* _EXERCISE TASK_:
Write out every line of the records below word for word, leaving the pictures out.

*** LISTING

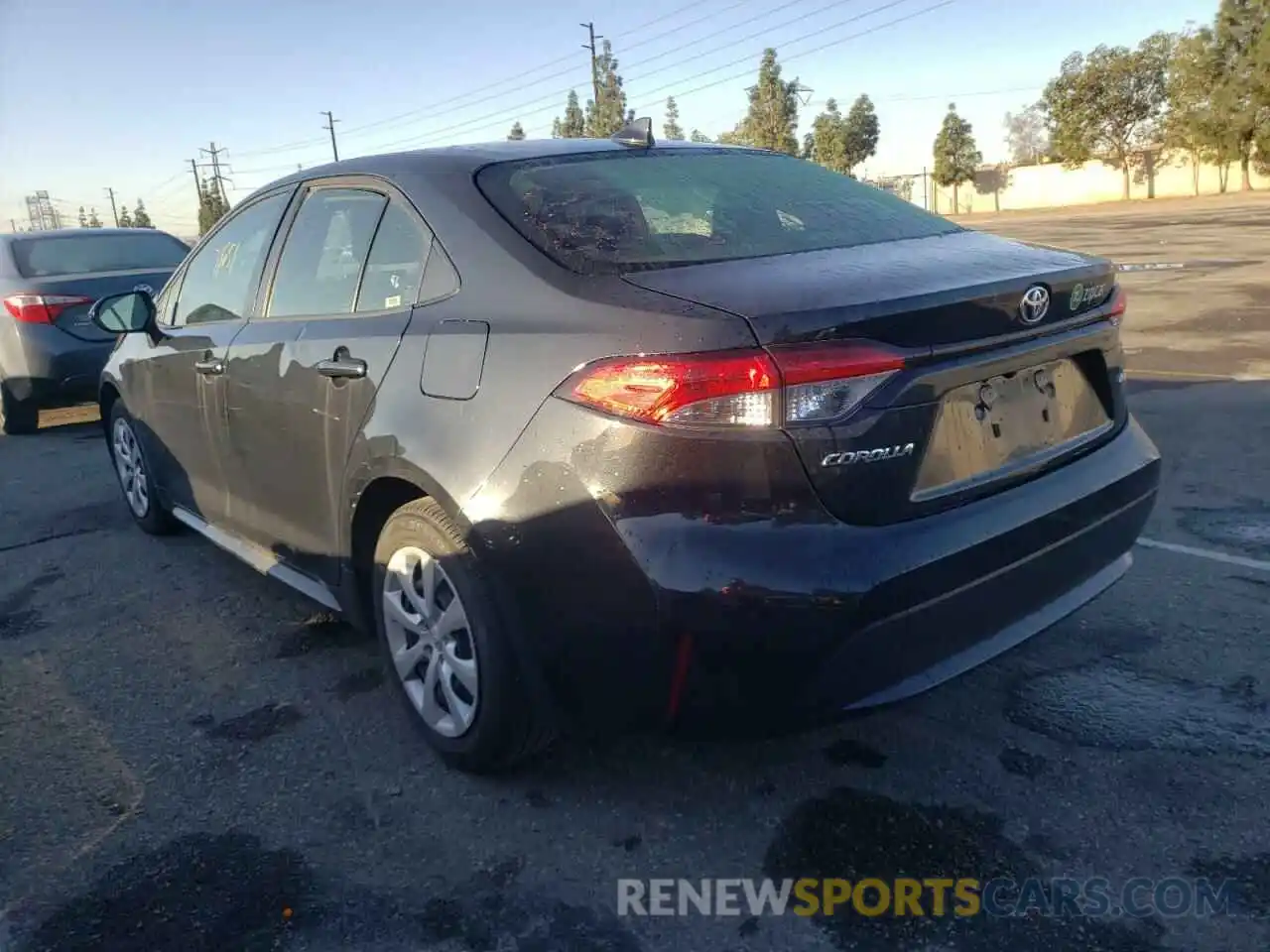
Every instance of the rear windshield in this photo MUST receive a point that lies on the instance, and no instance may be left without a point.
(617, 212)
(86, 254)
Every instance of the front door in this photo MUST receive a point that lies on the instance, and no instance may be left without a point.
(199, 313)
(303, 379)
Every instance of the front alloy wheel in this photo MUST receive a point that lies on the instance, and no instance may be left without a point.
(131, 466)
(135, 476)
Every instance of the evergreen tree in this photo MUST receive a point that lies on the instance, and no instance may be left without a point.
(574, 123)
(212, 207)
(140, 217)
(772, 117)
(826, 144)
(956, 157)
(1242, 94)
(671, 128)
(608, 114)
(860, 131)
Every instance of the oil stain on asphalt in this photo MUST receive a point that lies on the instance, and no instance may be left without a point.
(855, 834)
(17, 616)
(1115, 707)
(257, 725)
(216, 892)
(321, 633)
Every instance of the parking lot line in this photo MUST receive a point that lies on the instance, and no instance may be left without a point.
(1210, 553)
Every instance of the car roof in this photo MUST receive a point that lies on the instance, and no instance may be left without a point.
(73, 232)
(470, 158)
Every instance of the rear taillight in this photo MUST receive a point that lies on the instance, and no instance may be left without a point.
(1119, 302)
(41, 308)
(789, 385)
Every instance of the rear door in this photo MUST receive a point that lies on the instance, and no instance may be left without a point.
(176, 391)
(304, 376)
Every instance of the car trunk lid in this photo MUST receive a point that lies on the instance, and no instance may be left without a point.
(992, 390)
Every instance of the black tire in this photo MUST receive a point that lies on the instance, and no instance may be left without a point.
(157, 521)
(506, 729)
(17, 416)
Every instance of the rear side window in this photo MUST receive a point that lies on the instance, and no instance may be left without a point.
(395, 266)
(89, 253)
(324, 254)
(617, 212)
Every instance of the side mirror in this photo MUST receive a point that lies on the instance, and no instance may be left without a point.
(125, 313)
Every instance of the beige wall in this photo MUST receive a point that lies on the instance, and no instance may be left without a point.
(1048, 185)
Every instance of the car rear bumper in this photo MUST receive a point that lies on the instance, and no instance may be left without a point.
(49, 363)
(767, 612)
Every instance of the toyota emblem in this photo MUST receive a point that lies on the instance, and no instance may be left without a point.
(1035, 304)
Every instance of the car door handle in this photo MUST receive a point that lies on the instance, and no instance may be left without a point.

******

* _WRITTEN SOLUTION_:
Every instance of the rear windshield in this photo MUST receive a point that lies on the instance, and no instance may be left without a point.
(617, 212)
(86, 254)
Every instance of the front door in this photo MUST receive a point that lies on the instance, and no instance may be left without a point.
(199, 313)
(303, 379)
Every instance of the front alloy wheel in this photo MUST receive a point that lies on the instance, and no instance may be left without a point.
(131, 466)
(135, 476)
Every instance of the evergreen tree in this photo MUST receive a point that lies on the instance, and no instance may be left without a point.
(574, 123)
(212, 207)
(140, 217)
(772, 117)
(826, 144)
(956, 157)
(1242, 94)
(671, 128)
(608, 114)
(860, 131)
Every instance of the oil stain on asphalt in this photo MUST receive a point that lies on the instance, and no instance may be left without a point.
(855, 834)
(17, 616)
(1115, 707)
(257, 725)
(216, 892)
(321, 633)
Every instance of the parking lot line in this photo MUST receive a point that lies on the instance, and no instance may be left without a point.
(1210, 553)
Every instance of the car roof in this photo MUST receive a point that lies on the instance, and no instance may be left without a point.
(73, 232)
(470, 158)
Every instance of the rear taillight in this photo MUST receive a point that lies on the instance, and no instance may be left without a point.
(1119, 302)
(41, 308)
(789, 385)
Every instance of the rear door in this photo MUST receive a point that lies on the instance, and no instance may be left without a point.
(176, 391)
(304, 376)
Every instance of the car trunk lid in this photo MUST receive a point that lies on the instance, and no instance may be left without a point.
(992, 390)
Every instance of the black tire in this photo MUST receive a point that lies on the instance, and no instance may be left without a point.
(157, 521)
(506, 729)
(17, 416)
Every instance of the rear side window in this photo MUST receive a point that lies on the instance, and no instance may be left without a point.
(395, 266)
(89, 253)
(324, 254)
(617, 212)
Every instance of the side mirror in this photo MUST receive a point that lies on the instance, and no instance may be left without a point.
(125, 313)
Every instance of the beige wall in this photo MUST receive a point that lies on the instance, and no instance may be left without a point.
(1048, 185)
Every instance of the car rear bumper in this photo MUST receive a point that lies on the instance, and no instance may be left without a point.
(49, 363)
(767, 612)
Every instance of the toyota emblem in this photo MUST receive a point that lies on the instance, and no instance may be left without a point.
(1035, 304)
Every instance of the car door handle in this photo MUST receive a point that lies on the instance, and no instance may be left without a point.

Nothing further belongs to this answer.